▸ Written problem
Below are some entries; can you quote all of them exactly?

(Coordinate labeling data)
====

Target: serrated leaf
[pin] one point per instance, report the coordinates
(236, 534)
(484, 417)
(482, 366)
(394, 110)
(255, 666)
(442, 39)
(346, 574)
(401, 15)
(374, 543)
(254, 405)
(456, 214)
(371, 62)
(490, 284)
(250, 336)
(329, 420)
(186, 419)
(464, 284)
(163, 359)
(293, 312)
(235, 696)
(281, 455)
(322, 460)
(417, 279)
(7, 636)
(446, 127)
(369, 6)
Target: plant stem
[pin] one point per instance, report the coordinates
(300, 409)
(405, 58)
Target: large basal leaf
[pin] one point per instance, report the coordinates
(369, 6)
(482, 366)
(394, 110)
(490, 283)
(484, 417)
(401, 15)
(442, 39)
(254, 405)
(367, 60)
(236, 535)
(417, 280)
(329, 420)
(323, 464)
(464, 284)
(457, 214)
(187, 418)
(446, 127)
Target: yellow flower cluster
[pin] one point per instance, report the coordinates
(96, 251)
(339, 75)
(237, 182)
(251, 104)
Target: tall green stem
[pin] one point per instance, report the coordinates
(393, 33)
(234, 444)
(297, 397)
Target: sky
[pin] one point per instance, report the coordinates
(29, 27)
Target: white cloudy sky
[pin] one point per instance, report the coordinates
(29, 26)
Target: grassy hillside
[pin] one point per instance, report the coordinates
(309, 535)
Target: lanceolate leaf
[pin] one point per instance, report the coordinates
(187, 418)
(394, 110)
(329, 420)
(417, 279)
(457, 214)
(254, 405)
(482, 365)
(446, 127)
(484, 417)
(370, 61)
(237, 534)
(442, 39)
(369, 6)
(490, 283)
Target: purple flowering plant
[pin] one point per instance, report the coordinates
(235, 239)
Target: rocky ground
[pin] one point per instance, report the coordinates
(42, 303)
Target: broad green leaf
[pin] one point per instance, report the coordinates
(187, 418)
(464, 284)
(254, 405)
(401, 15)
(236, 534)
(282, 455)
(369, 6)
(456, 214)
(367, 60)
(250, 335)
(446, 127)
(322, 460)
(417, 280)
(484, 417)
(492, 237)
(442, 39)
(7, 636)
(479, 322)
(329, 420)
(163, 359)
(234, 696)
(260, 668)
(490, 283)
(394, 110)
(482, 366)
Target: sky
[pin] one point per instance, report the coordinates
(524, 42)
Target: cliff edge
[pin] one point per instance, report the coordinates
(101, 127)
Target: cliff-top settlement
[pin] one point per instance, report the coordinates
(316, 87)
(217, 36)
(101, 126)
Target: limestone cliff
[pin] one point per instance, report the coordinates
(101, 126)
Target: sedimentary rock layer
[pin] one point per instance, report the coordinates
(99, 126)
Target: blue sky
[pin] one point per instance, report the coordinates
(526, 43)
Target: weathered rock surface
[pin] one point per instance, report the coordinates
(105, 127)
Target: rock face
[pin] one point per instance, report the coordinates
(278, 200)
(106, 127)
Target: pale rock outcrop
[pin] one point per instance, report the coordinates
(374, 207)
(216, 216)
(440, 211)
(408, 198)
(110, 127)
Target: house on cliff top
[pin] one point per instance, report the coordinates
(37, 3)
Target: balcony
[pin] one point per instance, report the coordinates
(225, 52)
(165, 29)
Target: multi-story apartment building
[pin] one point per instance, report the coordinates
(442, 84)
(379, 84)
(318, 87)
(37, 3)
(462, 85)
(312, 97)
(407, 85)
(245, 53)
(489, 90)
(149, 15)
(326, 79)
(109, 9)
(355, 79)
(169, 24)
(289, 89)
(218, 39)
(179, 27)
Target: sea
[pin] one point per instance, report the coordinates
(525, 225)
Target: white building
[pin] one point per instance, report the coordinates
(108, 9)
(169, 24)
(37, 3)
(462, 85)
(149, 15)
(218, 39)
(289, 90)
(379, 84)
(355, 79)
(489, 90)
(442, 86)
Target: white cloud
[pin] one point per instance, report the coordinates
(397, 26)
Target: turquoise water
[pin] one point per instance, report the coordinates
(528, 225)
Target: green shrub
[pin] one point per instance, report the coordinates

====

▸ Problem solution
Target: serrated leaf
[pin] one point per instance, report the coordinates
(236, 534)
(484, 417)
(482, 366)
(394, 110)
(255, 666)
(442, 39)
(346, 574)
(401, 15)
(374, 543)
(254, 405)
(456, 214)
(371, 62)
(490, 284)
(250, 336)
(329, 420)
(186, 419)
(464, 284)
(163, 359)
(293, 312)
(235, 696)
(281, 455)
(322, 460)
(417, 279)
(7, 636)
(446, 127)
(369, 6)
Target: plant stem
[pin] one point per instance, report the coordinates
(300, 409)
(405, 58)
Target: large basal leaf
[pin] one point per instance, report the coordinates
(369, 6)
(482, 366)
(394, 110)
(490, 283)
(484, 417)
(401, 15)
(442, 39)
(254, 405)
(367, 60)
(236, 535)
(417, 280)
(329, 420)
(323, 464)
(464, 284)
(457, 214)
(187, 418)
(446, 127)
Target: yellow flower cluster
[pin] one point per instance, report the coordinates
(96, 251)
(339, 75)
(237, 182)
(251, 104)
Target: tall green stem
[pin] one point per instance, report the coordinates
(393, 33)
(234, 444)
(297, 397)
Target: sky
[pin] one point per instance, report the coordinates
(29, 27)
Target: white cloudy sky
[pin] one point per instance, report the coordinates
(29, 26)
Target: grassy hillside
[pin] one point per instance, report the coordinates
(309, 535)
Target: lanceolate leaf
[pin] one point per instance, report the coordinates
(187, 418)
(394, 110)
(329, 420)
(417, 279)
(457, 214)
(254, 405)
(482, 365)
(446, 127)
(484, 417)
(370, 61)
(237, 534)
(442, 39)
(369, 6)
(490, 283)
Target: purple flowering plant
[pin] one point per instance, report the coordinates
(235, 239)
Target: rocky ground
[pin] one point per instance, report the coordinates
(42, 303)
Target: broad green leaf
[pin] one point per instance, report the coordinates
(187, 418)
(464, 284)
(254, 405)
(401, 15)
(236, 534)
(282, 455)
(369, 6)
(456, 214)
(367, 60)
(250, 335)
(446, 127)
(322, 460)
(417, 280)
(484, 417)
(492, 237)
(442, 39)
(7, 636)
(479, 322)
(329, 420)
(163, 359)
(234, 696)
(260, 668)
(490, 283)
(394, 110)
(482, 366)
Target: sky
[pin] one point per instance, report the coordinates
(524, 42)
Target: cliff edge
[pin] one point per instance, report the coordinates
(101, 127)
Target: cliff-top settlement
[pin] one point per instance, report the coordinates
(316, 87)
(217, 36)
(101, 126)
Target: limestone cliff
[pin] one point per instance, report the coordinates
(101, 126)
Target: sedimentary rock layer
[pin] one point per instance, report the coordinates
(99, 126)
Target: blue sky
[pin] one point per instance, report the coordinates
(526, 43)
Target: weathered rock surface
[pin] one point per instance, report the coordinates
(105, 127)
Target: rock face
[pin] one point per instance, report the coordinates
(278, 200)
(106, 127)
Target: pale rock outcrop
[pin] one point per instance, report the coordinates
(374, 207)
(216, 216)
(440, 211)
(408, 198)
(110, 127)
Target: house on cliff top
[pin] one point per instance, report the coordinates
(37, 3)
Target: balcony
[pin] one point per instance, report the coordinates
(225, 52)
(165, 29)
Target: multi-story apartment building
[pin] one point per instance, report the coordinates
(442, 84)
(379, 84)
(318, 87)
(37, 3)
(462, 85)
(312, 97)
(407, 85)
(245, 53)
(489, 90)
(149, 15)
(326, 79)
(109, 9)
(355, 79)
(169, 24)
(289, 89)
(218, 39)
(179, 27)
Target: sea
[pin] one point per instance, report the coordinates
(525, 225)
Target: white building
[pin] one point per instance, report the coordinates
(108, 9)
(169, 24)
(37, 3)
(462, 85)
(149, 15)
(218, 39)
(289, 90)
(379, 84)
(355, 79)
(489, 90)
(442, 86)
Target: white cloud
[pin] one point per instance, report the coordinates
(397, 26)
Target: turquoise water
[pin] one point per instance, report the coordinates
(528, 225)
Target: green shrub
[pin] one point per instance, report the coordinates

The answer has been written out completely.